Task goal: Some lines in the material below hold the word "query". Copy all of them.

Stored data:
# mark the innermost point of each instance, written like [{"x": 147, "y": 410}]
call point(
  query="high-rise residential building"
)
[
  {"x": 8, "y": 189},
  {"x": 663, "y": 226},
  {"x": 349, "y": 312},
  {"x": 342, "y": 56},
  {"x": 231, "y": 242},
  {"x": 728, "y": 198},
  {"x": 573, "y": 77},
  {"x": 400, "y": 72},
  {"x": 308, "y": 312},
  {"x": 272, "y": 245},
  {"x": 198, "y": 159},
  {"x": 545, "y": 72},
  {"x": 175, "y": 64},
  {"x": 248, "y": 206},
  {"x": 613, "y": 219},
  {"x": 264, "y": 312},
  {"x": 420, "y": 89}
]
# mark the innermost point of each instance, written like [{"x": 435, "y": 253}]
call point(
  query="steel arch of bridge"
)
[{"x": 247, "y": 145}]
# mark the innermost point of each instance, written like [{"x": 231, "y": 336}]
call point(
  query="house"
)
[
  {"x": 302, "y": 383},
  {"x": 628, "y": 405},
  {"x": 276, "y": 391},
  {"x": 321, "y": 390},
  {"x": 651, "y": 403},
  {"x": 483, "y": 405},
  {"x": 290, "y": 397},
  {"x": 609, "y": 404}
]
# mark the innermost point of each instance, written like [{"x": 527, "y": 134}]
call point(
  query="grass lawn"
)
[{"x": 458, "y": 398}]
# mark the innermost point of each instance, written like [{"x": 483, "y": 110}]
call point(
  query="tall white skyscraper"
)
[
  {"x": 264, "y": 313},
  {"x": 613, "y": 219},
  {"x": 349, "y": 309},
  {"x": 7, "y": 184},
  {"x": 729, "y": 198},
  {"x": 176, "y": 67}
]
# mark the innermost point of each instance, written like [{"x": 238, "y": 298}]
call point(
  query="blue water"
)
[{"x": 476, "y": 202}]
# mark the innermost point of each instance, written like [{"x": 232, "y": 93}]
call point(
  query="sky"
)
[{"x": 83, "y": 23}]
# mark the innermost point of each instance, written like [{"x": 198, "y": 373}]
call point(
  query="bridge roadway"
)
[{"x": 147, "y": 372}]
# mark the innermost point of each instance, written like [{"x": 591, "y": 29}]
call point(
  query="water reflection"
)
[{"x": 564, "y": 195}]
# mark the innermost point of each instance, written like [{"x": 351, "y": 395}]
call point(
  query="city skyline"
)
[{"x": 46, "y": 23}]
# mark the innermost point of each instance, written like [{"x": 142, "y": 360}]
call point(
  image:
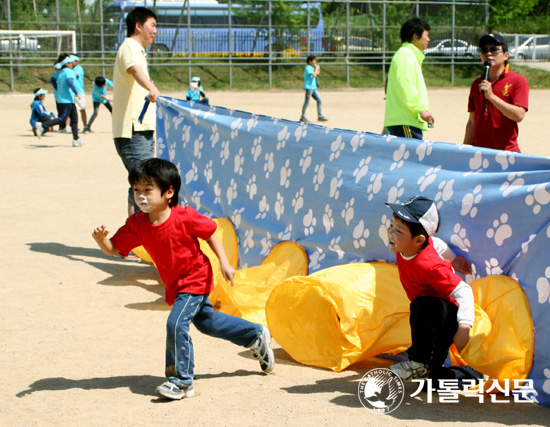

Task response:
  query="high-rise residential building"
  query="steel arch of bridge"
  query="house"
  query="grass lawn"
  query="tall white skyscraper"
  query="blue water"
  query="sky"
  query="bridge roadway"
  query="water reflection"
  query="city skyline"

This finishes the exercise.